--- Document segment ---
((

Alien Ocean is the latest release from the Brooklyn-based duo Crushed Out. Guitarist and vocalist Frankie Sunswept and drummer/vocalist Moselle Spiller provide listeners with a series of songs that run from the humorous to the heartfelt.

Sunswept says that the pair found inspiration for one tune, “Big Woolly,” in some reading the guitarist did about the possibility of cloning a woolly mammoth. That, and a big guitar riff, were all they needed to get the song going.

“That began as a riff that was really fuzzy and sounded almost woolly with the lurching drums,” he recalls, “so I just named that jam, in our computer, ‘Woolly Mammoth.’ The sound of a big, fuzzy guitar sounds like a big creature looking for love. I thought a cloned woolly mammoth would be a cool character to speak from in our weird, modern world where we’re thinking about bringing back extinct animals.”

Sunswept says that reading helped him form the lyrics to a number of tracks on the record.

“I’d get a topic that interested me and then I’d just read like crazy about it and that was really fun, actually,” he says. “I did the same thing for our song ‘Tsunami’ which is this sci-fi, surf rock piece. It’s like dark, cinematic surf.” He adds, “We started with this riff that was like a big wave building, which was really fun. They’ve discovered that a few major fault lines on the west coast are now believed to be one really big one. So, the big one they’ve been talking about on the west coast is possibly going to be bigger than they were projecting. I just thought that was a crazy world to dive into and I read all about that for a few weeks while writing that song.”

))

Collected data entries:
((

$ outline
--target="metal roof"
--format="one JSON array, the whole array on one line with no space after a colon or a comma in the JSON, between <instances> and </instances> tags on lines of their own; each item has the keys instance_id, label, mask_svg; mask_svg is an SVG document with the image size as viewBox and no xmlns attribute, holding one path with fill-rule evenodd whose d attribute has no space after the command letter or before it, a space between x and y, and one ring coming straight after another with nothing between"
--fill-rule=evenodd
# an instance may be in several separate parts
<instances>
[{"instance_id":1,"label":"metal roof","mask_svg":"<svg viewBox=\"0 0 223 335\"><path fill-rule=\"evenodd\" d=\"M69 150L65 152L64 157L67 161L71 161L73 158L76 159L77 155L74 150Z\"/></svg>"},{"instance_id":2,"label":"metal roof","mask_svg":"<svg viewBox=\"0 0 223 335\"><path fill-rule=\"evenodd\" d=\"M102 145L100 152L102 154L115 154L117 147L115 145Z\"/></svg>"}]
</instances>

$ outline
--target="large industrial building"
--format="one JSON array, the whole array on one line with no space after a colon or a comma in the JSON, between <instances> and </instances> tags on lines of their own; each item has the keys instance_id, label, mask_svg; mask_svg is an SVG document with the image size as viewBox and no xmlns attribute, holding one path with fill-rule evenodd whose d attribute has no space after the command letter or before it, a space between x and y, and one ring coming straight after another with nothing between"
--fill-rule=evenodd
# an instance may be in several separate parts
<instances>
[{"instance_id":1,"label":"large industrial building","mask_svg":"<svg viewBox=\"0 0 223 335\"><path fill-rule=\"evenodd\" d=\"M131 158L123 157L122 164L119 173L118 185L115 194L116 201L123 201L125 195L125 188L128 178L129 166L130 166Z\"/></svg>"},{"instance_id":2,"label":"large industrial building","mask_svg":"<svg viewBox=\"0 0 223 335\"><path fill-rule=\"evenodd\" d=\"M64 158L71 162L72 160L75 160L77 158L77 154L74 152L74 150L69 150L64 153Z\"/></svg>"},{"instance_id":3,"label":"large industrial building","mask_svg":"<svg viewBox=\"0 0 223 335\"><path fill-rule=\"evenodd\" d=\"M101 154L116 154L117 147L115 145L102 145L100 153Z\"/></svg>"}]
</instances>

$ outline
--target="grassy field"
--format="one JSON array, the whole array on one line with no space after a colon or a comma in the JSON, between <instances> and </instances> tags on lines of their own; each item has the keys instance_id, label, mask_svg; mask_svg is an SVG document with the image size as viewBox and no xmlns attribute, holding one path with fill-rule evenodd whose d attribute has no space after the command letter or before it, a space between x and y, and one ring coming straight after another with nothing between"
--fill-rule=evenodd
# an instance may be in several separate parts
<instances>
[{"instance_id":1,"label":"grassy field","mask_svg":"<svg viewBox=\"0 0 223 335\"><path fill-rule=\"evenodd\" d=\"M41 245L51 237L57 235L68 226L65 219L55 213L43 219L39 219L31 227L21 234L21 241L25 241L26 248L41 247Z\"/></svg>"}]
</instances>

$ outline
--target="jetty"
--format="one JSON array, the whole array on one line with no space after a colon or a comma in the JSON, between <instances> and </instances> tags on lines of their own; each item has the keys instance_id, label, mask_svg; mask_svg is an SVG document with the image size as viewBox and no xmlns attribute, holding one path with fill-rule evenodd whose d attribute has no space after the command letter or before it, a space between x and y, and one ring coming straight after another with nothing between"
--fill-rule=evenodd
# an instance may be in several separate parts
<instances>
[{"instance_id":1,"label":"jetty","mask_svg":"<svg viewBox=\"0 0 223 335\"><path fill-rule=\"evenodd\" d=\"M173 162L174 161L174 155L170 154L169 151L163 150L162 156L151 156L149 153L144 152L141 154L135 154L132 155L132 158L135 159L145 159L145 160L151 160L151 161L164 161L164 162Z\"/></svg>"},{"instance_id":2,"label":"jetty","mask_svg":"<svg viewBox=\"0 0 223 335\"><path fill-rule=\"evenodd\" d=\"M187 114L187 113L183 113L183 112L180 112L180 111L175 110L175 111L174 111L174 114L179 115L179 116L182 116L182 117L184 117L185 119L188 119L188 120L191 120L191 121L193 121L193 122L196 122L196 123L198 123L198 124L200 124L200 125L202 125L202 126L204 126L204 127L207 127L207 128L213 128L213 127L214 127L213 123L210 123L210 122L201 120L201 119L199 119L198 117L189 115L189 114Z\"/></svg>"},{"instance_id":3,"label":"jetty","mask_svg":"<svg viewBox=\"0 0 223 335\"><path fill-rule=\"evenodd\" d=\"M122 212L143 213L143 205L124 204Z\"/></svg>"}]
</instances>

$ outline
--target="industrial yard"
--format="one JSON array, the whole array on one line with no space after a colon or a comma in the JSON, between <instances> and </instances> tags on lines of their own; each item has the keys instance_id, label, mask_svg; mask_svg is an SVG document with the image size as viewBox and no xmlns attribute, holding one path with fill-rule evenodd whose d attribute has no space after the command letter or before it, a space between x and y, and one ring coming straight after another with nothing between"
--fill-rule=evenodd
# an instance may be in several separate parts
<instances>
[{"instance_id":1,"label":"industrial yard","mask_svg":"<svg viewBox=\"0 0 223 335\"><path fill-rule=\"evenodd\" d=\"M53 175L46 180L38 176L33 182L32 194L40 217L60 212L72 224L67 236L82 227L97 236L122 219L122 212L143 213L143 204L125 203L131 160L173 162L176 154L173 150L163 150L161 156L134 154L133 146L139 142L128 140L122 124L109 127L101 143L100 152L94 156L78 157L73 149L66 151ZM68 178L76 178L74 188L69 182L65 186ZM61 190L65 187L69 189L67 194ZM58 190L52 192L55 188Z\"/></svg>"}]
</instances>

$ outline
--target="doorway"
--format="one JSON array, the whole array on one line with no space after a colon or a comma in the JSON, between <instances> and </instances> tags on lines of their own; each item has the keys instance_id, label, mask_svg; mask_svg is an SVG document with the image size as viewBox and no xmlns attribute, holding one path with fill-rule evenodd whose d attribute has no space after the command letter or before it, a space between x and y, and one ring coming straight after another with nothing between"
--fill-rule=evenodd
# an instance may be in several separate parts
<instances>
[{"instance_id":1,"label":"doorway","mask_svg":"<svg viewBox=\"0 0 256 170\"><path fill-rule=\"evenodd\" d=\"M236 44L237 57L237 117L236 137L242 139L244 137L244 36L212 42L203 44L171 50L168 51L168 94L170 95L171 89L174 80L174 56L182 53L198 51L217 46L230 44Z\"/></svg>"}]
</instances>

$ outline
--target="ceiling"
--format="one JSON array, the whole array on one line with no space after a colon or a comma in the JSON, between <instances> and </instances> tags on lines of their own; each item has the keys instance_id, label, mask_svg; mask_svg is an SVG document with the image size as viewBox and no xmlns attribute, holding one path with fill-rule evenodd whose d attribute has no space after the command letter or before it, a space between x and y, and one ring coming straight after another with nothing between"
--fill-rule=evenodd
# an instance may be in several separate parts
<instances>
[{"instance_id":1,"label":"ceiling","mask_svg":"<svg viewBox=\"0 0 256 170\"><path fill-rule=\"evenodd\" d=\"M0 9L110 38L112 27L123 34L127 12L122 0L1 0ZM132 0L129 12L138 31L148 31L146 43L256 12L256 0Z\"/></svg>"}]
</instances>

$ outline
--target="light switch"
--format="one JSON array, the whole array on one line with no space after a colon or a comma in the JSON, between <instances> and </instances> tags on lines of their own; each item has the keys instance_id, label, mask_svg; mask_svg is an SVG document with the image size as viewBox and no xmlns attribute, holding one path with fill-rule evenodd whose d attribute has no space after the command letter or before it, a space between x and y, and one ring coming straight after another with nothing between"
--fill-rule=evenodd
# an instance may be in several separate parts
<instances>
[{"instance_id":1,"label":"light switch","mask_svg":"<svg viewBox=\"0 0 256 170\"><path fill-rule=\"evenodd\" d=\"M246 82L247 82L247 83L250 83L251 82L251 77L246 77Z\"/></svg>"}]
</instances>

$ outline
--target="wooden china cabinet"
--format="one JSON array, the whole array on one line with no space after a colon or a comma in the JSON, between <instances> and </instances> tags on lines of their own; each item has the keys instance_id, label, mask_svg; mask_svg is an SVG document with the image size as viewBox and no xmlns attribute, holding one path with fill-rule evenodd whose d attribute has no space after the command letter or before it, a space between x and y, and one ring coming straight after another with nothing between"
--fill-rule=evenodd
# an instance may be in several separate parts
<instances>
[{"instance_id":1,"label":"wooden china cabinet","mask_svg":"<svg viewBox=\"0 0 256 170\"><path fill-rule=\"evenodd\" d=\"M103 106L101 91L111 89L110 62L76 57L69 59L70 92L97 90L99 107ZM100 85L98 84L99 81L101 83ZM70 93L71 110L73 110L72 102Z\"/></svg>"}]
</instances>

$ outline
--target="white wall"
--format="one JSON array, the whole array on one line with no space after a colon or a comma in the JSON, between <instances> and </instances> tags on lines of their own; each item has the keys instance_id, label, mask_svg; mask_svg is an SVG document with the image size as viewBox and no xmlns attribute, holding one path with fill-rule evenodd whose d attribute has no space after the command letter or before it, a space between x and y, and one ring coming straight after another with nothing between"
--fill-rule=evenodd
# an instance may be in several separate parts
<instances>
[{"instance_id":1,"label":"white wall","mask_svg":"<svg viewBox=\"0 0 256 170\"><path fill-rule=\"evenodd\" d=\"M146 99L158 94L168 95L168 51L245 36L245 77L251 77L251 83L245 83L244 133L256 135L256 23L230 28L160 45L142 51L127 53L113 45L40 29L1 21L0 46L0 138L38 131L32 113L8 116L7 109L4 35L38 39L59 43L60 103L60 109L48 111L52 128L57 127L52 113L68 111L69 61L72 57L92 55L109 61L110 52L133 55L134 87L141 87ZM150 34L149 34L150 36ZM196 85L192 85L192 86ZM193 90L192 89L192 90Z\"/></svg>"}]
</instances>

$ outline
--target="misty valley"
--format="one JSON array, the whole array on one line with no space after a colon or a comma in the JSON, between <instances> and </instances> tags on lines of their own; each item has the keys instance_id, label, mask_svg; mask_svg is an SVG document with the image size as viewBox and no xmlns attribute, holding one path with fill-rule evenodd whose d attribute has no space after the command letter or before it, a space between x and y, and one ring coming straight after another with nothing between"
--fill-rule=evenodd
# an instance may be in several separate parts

))

--- Directives ---
**a)** In the piece about Crushed Out's album Alien Ocean, condense the paragraph beginning "Sunswept says that the pair found inspiration" into one shorter sentence that keeps its main facts.
**b)** Continue the piece about Crushed Out's album Alien Ocean from its final sentence.

--- Results in order ---
**a)** The guitarist's reading about possibly cloning a woolly mammoth, along with a big guitar riff, was all the pair needed to start "Big Woolly."

**b)**
Another song, “Skinny Dipping,” was inspired by a conversation he and drummer and Spiller had one day. They were trying to decide on possible topics. When Spiller suggested the titular activity, he let his imagination run wild.

“I immediately saw these comic book characters,” Sunswept says, “in SoCal, driving around at night, trying to get people to go on a midnight skinny dip with them. The song just immediately started taking shape from that kind of vision. I think it’s very funny, the kind of cartoonish images of Southern California that a lot of people have. It was fun for me to play with the dark underside of SoCal beach culture.”

One tune, “Cool Clear Water,” takes up some more serious matters.

“I came across this article that was about people coming up from South America, trying to escape violence and come to our country by crossing deserts,” Sunswept says. “It was so moving, such a crazy article. So much of the language in a few articles that I read led me to the verses that were about these people possibly dying in the desert, trying to find somewhere safe. That experience made me think about how wonderful a cool, clear glass of water would be.”

The guitarist adds, “To focus on a glass of cool, clear water, to me, changed the conversation about what we do with refugees trying to come into the country, which I think is really not in the right headspace. I would prefer to step back and give these people dignity and love and respect. They’re coming to the border of a country and they just survived a desert and violence. I’d prefer to think about a glass of water for them.”

Crushed Out performs Wednesday evening at Barleycorn’s. Alien Oceans is out now.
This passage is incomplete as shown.